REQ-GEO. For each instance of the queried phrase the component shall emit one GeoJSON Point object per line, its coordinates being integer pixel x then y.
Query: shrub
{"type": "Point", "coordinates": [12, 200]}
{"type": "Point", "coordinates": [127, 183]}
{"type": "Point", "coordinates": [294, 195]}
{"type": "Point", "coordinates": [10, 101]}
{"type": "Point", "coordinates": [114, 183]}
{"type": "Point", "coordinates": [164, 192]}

★ ★ ★ ★ ★

• _Requirements_: Can you output every line of the listing above as a Markdown table with the columns Row and Line, numbering the rows and skipping any blank lines?

• _Answer for the task_:
| Row | Line |
|---|---|
| 1 | REQ-GEO. For each instance of the queried phrase the component shall emit one GeoJSON Point object per line, its coordinates being integer pixel x then y. |
| 2 | Query: shrub |
| 3 | {"type": "Point", "coordinates": [12, 200]} |
| 4 | {"type": "Point", "coordinates": [127, 183]} |
| 5 | {"type": "Point", "coordinates": [294, 195]} |
| 6 | {"type": "Point", "coordinates": [10, 101]} |
| 7 | {"type": "Point", "coordinates": [114, 183]} |
| 8 | {"type": "Point", "coordinates": [164, 192]} |